- **Activity**
From the line containing "Query: curved street lamp" to the final line of the listing, restate each line word for word and add nothing.

- **Data under study**
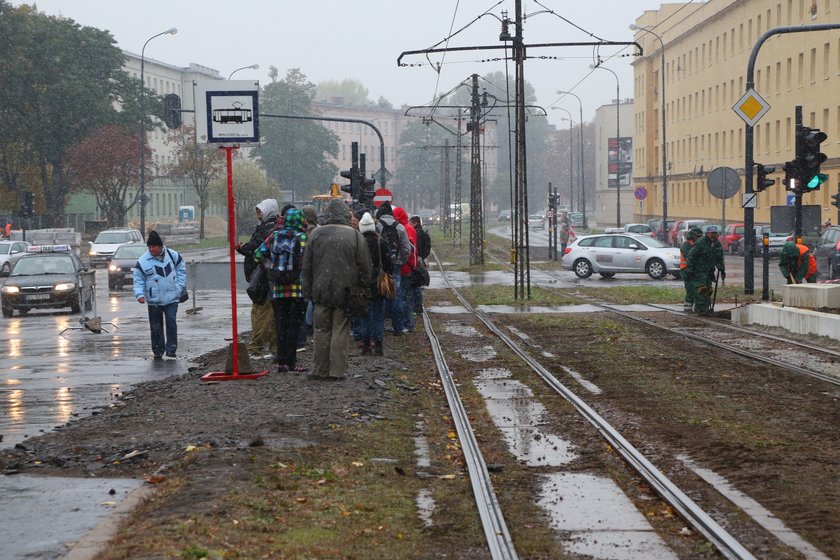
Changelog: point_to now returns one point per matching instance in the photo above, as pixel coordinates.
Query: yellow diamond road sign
(751, 107)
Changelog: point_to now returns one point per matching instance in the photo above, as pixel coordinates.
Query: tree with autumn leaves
(106, 164)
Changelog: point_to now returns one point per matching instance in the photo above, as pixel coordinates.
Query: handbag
(385, 285)
(258, 286)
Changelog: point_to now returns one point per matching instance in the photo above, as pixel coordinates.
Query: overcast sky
(362, 39)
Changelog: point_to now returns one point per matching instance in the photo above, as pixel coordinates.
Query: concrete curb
(98, 538)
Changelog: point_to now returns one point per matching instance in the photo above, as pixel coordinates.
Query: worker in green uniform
(798, 264)
(704, 257)
(691, 237)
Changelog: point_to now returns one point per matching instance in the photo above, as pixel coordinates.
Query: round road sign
(382, 195)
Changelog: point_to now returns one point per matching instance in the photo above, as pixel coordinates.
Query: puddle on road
(598, 519)
(511, 405)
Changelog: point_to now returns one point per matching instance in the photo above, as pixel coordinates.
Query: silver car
(608, 254)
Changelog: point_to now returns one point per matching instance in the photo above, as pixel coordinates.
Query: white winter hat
(366, 223)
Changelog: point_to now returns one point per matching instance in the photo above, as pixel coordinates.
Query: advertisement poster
(619, 162)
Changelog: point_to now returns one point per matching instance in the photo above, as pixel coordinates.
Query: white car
(608, 254)
(10, 252)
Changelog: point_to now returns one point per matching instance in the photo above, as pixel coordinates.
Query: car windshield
(130, 252)
(111, 237)
(43, 265)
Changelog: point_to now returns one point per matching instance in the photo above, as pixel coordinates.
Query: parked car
(681, 229)
(827, 253)
(734, 232)
(608, 254)
(48, 276)
(10, 252)
(536, 221)
(121, 268)
(429, 217)
(103, 247)
(641, 229)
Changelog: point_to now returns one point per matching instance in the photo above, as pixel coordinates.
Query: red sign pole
(234, 374)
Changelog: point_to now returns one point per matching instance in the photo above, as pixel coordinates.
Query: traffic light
(28, 206)
(810, 158)
(762, 182)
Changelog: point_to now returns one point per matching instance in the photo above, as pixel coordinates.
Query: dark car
(827, 253)
(47, 277)
(121, 269)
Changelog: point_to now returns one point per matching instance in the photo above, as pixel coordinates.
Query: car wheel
(582, 268)
(656, 269)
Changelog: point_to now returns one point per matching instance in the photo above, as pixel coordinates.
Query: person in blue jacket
(160, 276)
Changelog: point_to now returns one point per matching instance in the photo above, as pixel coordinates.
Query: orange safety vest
(812, 262)
(683, 263)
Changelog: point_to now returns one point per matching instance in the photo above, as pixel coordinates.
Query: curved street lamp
(617, 146)
(634, 27)
(252, 67)
(580, 151)
(142, 195)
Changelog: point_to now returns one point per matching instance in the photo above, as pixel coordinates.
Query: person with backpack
(406, 292)
(396, 237)
(373, 326)
(160, 276)
(285, 250)
(263, 333)
(335, 264)
(424, 249)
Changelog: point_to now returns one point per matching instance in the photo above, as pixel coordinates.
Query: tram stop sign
(723, 182)
(382, 195)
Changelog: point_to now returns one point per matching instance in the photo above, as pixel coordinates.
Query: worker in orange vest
(797, 264)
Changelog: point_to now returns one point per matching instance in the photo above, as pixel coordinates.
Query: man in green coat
(705, 256)
(691, 237)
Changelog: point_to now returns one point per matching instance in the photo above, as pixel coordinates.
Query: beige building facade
(707, 50)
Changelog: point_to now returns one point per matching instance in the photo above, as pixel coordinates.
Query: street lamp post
(617, 146)
(142, 195)
(251, 67)
(580, 159)
(634, 27)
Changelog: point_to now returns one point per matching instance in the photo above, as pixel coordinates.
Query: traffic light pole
(749, 213)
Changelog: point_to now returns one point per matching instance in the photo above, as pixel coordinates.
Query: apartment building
(707, 47)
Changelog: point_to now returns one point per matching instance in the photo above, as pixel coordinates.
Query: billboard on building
(619, 161)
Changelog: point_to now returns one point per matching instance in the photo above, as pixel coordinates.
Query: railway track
(496, 528)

- **Response area**
Query: curved street lamp
(617, 146)
(634, 27)
(252, 67)
(580, 151)
(142, 195)
Changelog: point_to now returns one point per matching instance in the photo above, as pixel coordinates.
Query: person with backpack
(406, 292)
(396, 237)
(373, 326)
(160, 276)
(285, 250)
(263, 333)
(335, 264)
(424, 249)
Changelog: point_to now returns one point per matching instance in the photo above, as pixel coordinates.
Query: tram stop sign
(723, 182)
(382, 195)
Changelog: point_to now returns one point per matching instance in the photo above, as pixel coordinates.
Query: worker in orange vest
(797, 264)
Changelog: point_to now returns one point per matching instance in the photo above, as pixel coordinates.
Query: man in green coat
(705, 256)
(691, 237)
Changelog: point_to now returns one point per matching instance in the photo above, as pixel coordinates.
Query: beige building facade
(707, 50)
Changelog: point_to now returns one point per matching instance in the photo above, as pixel coordinates.
Query: street lamp post
(617, 146)
(142, 195)
(251, 67)
(580, 159)
(634, 27)
Changelog: point_to now returns one point per matching instance in the photo above, as pixel coordinates.
Query: traffic light pole
(749, 213)
Changelog: point_to now returns one point per matching instance in the photo above, as pixel coordinates.
Query: apartment building
(707, 47)
Changelog: point_to now returns one point per matching instance in the photo above, as pixel coordinates.
Query: billboard on building
(619, 161)
Changelog: point_to now returns one point per matching instance in the photo above, as pixel coordinates.
Query: railway track
(496, 528)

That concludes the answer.